Return the following lines verbatim, from the first to the last.

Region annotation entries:
====

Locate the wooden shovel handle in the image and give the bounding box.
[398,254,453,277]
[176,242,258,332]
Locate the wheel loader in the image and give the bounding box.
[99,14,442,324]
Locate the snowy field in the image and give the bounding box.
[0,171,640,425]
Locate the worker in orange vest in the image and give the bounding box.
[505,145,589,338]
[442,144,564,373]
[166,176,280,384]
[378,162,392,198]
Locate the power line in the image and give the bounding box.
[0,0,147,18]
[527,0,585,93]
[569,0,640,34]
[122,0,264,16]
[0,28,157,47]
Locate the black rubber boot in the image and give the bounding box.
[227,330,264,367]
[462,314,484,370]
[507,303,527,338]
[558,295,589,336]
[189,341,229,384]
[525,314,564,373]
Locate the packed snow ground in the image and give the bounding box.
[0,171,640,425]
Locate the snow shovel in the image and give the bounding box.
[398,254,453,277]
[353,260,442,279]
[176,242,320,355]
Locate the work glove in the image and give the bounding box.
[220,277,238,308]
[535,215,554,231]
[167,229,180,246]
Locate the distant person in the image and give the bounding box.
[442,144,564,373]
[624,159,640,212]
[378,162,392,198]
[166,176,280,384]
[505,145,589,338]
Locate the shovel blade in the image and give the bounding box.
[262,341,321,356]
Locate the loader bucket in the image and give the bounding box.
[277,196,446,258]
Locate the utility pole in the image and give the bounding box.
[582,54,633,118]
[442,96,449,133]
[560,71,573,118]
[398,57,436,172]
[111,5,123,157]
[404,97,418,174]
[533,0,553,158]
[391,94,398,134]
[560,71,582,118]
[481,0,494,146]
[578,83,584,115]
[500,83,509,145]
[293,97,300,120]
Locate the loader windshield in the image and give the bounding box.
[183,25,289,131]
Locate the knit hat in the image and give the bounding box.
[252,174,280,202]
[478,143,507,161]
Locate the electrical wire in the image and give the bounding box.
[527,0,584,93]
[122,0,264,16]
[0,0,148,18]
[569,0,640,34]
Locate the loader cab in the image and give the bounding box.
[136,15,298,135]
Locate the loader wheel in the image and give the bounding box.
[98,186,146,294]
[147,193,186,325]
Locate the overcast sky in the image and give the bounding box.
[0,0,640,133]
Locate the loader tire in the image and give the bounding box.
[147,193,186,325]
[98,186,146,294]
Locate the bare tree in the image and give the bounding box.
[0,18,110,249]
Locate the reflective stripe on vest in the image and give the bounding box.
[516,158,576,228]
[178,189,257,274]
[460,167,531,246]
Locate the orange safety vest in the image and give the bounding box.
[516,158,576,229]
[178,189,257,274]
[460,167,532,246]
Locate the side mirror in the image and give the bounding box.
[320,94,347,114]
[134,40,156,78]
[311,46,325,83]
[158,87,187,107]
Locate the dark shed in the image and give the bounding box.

====

EXERCISE ANSWER:
Locate the wooden shovel handle in the image and give the bounding box.
[398,254,453,277]
[176,242,258,332]
Locate the wheel loader in the image and give the bounding box.
[99,14,442,324]
Locate the snowy field in the image and give the bounding box.
[0,171,640,425]
Locate the worker in orange vest in the image and give the bounding box.
[505,145,589,338]
[442,144,564,373]
[166,176,280,384]
[378,162,392,198]
Locate the power line in the image and give the bounding box.
[0,0,147,18]
[527,0,585,93]
[569,0,640,34]
[122,0,264,16]
[0,28,157,47]
Locate the black rubber boot in the image and give the bounding box.
[227,330,264,367]
[462,314,484,370]
[507,303,527,338]
[558,295,589,336]
[189,341,229,384]
[525,314,564,373]
Locate the packed snow ground in the image and give the bounding box.
[0,171,640,425]
Locate the snow shovel in the image and give the bounding box.
[398,254,453,277]
[353,260,442,279]
[176,242,320,355]
Locate the work glove in the image and give the bounding box.
[220,277,238,308]
[535,215,554,231]
[167,229,180,246]
Locate the distant person in the image and give the bounding box.
[442,144,564,373]
[624,159,640,212]
[378,162,392,198]
[166,176,280,384]
[505,145,589,338]
Locate the shovel blade in the image and give the bounding box.
[262,341,321,356]
Locate the loader bucket in the image and give the bounding box.
[277,196,446,258]
Locate the utility pole in the image and give the bounding box.
[582,54,633,118]
[442,96,449,133]
[560,71,573,118]
[398,57,436,172]
[111,5,123,157]
[404,97,418,174]
[533,0,553,158]
[391,94,398,134]
[560,71,582,118]
[481,0,494,146]
[578,83,584,115]
[500,83,509,145]
[293,97,300,120]
Locate the loader windshield in the image and give the bounding box.
[183,25,289,131]
Locate the knit hat in the image and give the bounding box.
[252,174,280,202]
[478,143,507,161]
Locate the electrical wire in the image and give the bounding box.
[527,0,584,93]
[122,0,264,16]
[0,0,148,18]
[569,0,640,34]
Locate the loader cab in the image and give the bounding box.
[136,15,298,135]
Locate the loader wheel in the image and give the bounding box.
[98,186,146,294]
[147,193,186,325]
Locate the overcast sky in the image and give the bounding box.
[0,0,640,133]
Locate the loader tire in the image and give the bounding box.
[147,193,186,325]
[98,186,146,294]
Locate the bare tree in the image and give the bounding box.
[0,18,110,249]
Locate the reflective stripe on vest in the image and give the bounding box.
[516,158,576,228]
[178,189,257,274]
[460,167,531,246]
Locate the orange safety vest in the image and give the bounding box.
[516,158,576,229]
[178,189,257,274]
[460,167,532,246]
Locate the side mirror in the image and give the bounding box.
[320,94,347,114]
[134,40,156,78]
[311,46,325,83]
[158,87,187,107]
Locate the dark shed in the image and give the bounding box.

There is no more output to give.